**Exercise brief**
Only lines holding the word "instance" are wanted from the records; copy all of them.

(Records shown Opens)

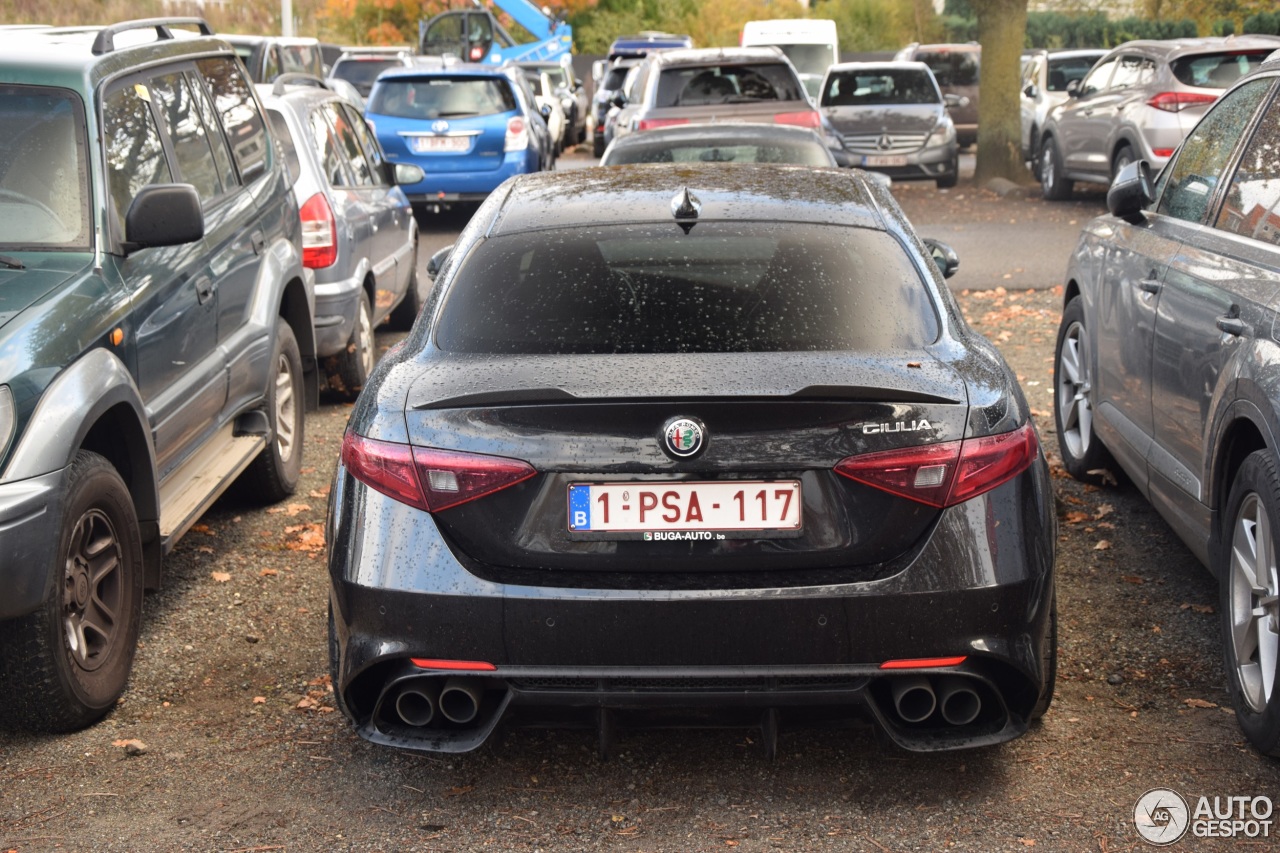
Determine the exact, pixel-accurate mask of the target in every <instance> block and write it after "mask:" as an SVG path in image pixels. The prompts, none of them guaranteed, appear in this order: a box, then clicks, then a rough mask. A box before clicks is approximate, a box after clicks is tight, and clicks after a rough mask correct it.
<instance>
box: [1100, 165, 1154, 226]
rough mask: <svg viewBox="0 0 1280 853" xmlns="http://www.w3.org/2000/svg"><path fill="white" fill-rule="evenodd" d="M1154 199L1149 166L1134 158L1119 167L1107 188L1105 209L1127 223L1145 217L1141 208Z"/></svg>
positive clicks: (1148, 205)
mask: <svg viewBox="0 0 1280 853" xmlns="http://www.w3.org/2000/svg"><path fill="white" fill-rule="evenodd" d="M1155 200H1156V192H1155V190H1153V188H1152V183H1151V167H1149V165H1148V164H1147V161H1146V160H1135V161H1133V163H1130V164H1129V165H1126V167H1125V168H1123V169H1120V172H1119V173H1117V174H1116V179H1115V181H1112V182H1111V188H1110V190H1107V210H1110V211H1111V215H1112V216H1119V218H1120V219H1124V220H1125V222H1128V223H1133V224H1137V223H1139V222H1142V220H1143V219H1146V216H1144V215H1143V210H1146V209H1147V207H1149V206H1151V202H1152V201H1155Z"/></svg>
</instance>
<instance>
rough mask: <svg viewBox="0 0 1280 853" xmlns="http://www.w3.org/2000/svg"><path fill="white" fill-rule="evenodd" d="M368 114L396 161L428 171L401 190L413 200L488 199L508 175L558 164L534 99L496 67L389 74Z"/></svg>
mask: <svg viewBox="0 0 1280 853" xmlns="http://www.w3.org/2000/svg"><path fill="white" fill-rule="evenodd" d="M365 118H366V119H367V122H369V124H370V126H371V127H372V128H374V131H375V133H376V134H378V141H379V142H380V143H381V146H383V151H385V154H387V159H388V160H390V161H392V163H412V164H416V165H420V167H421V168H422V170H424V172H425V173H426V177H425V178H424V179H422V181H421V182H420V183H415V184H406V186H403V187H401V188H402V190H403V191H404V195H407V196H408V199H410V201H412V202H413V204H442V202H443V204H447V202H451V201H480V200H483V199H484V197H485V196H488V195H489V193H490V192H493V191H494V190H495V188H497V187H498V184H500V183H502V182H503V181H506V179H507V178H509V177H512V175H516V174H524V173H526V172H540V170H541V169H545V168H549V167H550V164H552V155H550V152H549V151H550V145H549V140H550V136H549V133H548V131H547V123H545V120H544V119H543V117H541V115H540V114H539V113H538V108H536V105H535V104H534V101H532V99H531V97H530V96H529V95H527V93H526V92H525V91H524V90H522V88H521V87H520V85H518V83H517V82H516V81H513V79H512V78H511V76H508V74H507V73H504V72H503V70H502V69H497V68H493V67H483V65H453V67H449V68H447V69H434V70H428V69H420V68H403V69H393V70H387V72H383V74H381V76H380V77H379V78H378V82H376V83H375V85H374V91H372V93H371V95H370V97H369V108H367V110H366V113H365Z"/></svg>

(Records shown Closes)

**Task result**
Determine the exact, pixel-accurate mask of the target in every <instance> block and write it after "mask:" as an SVG path in image pixels. The prompts, none of them guaranteed, appear in this order: a box, then clicks, then a rough mask. A box before clicks is approximate, a box after clicks is tight, and clicks after a rough mask correct it.
<instance>
</instance>
<instance>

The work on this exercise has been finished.